REQUESTS:
a) Report how many lines of the records contain the string "water", giving only the number.
b) Please continue the text on monitoring SLURM cluster jobs from the point where it stops.

Monitoring
You can monitor jobs on the cluster and usage of the different partitions. We also provide several useful commands that give commonly-needed information.
- How to Monitor Jobs
-
The SLURM command squeue provides info on job status:
arwen:~/Desktop> squeue JOBID PARTITION NAME USER ST TIME NODES NODELIST(REASON) 381 high job.sh paciorek R 25:28 1 scf-sm20 380 high job.sh paciorek R 25:37 1 scf-sm20
The following will tailor the output to include information on the number of cores (the CPUs column below) being used as well as other potentially useful information:
arwen:~/Desktop> squeue -o "%.7i %.9P %.20j %.8u %.2t %l %.9M %.5C %.8r %.6D %R %p %q %b" JOBID PARTITION NAME USER ST TIME_LIMIT TIME CPUS REASON NODES NODELIST(REASON) PRIORITY QOS GRES 49 low bash paciorek R 28-00:00:00 1:23:29 1 None 1 scf-sm00 0.00000017066486 normal (null) 54 low kbpew2v paciorek R 28-00:00:00 11:01 1 None 1 scf-sm00 0.00000000488944 normal (null)

[Items from a data source]
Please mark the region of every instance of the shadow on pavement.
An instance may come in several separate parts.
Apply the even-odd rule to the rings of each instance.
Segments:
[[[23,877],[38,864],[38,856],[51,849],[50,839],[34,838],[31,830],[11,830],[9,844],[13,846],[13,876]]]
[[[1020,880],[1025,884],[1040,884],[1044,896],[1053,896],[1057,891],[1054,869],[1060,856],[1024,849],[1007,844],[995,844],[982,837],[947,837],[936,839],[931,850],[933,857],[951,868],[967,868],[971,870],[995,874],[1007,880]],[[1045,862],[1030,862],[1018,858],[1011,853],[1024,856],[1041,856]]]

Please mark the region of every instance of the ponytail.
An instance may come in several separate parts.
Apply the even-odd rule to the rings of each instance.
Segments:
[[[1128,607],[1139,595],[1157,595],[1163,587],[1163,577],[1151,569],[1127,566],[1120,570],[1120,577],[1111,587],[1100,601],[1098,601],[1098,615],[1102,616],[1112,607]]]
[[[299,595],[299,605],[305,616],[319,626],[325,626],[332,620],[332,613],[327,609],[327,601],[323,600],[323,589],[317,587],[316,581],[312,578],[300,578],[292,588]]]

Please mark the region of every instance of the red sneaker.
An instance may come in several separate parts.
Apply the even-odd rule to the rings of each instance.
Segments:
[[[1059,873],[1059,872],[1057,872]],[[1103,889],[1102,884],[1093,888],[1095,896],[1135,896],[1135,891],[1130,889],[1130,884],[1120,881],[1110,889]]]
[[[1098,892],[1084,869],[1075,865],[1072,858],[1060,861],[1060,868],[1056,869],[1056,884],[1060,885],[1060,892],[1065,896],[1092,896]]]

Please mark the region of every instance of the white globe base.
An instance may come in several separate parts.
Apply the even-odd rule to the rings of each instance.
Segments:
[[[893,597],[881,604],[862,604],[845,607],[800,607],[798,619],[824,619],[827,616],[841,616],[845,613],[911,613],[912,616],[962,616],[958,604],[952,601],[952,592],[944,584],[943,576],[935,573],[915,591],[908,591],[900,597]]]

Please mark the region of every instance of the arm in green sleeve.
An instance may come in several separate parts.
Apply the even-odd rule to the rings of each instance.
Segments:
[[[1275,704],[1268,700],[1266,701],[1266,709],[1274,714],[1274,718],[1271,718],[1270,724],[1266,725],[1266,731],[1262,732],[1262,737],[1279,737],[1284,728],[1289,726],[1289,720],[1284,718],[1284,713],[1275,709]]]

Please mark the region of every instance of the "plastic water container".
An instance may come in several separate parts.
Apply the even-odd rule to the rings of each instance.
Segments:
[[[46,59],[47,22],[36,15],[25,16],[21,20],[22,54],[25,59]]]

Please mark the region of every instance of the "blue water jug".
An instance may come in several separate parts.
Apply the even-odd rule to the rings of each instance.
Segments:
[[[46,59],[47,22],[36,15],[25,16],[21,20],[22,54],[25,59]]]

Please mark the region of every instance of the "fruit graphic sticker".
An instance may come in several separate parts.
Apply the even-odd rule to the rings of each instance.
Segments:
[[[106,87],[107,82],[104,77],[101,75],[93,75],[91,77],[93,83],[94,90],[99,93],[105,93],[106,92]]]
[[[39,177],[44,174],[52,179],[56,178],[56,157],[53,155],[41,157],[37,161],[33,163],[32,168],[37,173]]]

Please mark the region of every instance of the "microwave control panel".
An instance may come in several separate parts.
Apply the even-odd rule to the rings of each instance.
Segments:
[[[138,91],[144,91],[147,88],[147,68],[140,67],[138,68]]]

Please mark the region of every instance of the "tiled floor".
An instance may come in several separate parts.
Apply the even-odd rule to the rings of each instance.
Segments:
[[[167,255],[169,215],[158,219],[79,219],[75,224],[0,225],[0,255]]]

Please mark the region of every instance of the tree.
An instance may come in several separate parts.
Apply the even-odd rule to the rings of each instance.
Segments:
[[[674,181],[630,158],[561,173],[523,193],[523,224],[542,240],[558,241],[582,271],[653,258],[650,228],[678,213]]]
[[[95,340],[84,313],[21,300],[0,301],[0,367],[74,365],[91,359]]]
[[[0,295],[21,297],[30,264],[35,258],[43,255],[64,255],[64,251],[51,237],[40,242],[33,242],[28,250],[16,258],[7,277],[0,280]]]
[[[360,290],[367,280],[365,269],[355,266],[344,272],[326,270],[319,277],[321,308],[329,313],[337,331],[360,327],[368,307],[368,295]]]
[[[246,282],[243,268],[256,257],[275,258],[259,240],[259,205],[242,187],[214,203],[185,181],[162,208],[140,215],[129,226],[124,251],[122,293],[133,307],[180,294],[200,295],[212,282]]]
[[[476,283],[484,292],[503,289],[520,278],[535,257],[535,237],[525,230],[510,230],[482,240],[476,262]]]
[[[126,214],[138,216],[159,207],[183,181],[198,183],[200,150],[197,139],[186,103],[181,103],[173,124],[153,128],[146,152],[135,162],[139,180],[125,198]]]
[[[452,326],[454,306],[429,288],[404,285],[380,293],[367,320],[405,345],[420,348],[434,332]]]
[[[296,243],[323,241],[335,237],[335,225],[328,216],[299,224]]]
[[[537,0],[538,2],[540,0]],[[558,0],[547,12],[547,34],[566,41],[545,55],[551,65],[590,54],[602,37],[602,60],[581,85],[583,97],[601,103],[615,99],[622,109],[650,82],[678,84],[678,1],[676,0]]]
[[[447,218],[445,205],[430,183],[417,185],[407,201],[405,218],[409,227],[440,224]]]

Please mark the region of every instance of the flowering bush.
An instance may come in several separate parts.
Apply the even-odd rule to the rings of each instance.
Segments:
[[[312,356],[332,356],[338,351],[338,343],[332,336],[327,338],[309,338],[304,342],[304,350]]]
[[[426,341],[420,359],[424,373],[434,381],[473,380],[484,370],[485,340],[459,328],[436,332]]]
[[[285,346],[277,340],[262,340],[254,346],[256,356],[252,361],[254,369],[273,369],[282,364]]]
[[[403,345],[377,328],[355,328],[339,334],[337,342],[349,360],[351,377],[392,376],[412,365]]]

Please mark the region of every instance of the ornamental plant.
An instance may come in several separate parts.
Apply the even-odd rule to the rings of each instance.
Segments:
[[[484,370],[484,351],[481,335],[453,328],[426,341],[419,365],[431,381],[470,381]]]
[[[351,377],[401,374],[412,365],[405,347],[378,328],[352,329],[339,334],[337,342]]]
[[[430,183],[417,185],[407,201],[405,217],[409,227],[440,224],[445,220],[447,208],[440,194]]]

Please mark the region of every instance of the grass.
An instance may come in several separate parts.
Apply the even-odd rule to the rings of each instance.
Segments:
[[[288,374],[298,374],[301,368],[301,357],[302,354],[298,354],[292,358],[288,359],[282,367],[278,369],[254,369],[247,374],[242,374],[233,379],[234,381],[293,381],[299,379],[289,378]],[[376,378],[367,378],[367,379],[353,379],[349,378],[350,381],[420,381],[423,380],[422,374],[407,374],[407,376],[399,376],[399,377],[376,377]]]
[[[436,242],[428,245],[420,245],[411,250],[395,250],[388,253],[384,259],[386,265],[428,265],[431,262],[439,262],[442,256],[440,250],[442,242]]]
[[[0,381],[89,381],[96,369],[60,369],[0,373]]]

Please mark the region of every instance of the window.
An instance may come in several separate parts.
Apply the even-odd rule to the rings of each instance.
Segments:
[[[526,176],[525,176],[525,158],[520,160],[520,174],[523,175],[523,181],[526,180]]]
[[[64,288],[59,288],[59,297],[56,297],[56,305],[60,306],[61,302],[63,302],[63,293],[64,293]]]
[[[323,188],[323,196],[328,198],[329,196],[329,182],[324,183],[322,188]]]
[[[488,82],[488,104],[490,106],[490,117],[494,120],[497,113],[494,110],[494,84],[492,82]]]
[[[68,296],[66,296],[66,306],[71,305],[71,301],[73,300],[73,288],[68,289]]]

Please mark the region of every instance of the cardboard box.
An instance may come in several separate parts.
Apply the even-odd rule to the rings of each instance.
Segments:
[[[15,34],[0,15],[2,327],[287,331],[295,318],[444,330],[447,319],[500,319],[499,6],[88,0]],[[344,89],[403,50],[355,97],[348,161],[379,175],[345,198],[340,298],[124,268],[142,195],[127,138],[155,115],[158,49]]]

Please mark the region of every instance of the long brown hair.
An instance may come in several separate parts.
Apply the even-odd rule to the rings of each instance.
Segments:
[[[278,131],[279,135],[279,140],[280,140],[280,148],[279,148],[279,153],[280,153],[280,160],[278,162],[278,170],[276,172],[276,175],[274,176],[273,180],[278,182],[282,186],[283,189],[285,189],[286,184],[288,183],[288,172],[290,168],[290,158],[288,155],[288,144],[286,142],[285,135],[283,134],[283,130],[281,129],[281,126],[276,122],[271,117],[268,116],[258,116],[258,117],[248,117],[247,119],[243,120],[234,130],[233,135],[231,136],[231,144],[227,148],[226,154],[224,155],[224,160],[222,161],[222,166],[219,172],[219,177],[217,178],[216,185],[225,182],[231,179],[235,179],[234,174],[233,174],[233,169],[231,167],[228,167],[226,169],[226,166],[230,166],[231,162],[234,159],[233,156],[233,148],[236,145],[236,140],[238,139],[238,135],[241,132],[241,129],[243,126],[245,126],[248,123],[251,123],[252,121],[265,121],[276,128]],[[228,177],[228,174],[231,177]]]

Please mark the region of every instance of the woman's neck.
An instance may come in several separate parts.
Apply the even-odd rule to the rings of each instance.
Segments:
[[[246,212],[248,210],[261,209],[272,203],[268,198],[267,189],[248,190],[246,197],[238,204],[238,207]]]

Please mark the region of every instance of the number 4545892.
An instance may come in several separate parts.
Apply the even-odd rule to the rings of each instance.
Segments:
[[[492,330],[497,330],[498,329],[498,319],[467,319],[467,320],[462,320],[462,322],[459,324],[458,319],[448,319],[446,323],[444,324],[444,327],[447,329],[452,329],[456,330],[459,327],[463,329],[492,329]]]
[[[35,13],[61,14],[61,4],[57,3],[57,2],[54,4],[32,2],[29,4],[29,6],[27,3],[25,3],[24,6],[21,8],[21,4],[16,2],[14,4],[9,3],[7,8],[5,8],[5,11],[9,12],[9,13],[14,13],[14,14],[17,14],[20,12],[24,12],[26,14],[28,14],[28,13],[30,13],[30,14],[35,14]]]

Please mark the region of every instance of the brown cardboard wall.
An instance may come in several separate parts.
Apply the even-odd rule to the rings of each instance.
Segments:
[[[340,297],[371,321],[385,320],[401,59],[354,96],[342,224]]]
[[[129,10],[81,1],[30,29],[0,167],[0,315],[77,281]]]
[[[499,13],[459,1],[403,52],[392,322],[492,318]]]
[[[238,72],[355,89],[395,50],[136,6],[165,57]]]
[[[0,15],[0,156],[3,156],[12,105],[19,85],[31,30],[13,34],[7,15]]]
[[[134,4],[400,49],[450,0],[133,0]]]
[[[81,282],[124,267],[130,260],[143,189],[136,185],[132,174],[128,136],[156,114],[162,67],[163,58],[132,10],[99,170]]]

WRITTEN RESPONSES:
a) 2

b)
The 'ST' field indicates whether a job is running (R), failed (F), or pending (PD). The latter occurs when there are not yet enough resources on the system for your job to run.
Job output that would normally appear in your terminal session will be sent to a file named slurm-<jobid>.out where <jobid> will be the number of the job (visible via squeue as above).
If you would like to login to the node on which your job is running in order to assess CPU or memory use, you can run an interactive job within the context of your existing job. First determine the job ID of your running job using squeue and insert that in place of <jobid> in the following command:
arwen:~/Desktop$ srun --pty --jobid=<jobid> /bin/bash
You can then run top and other tools.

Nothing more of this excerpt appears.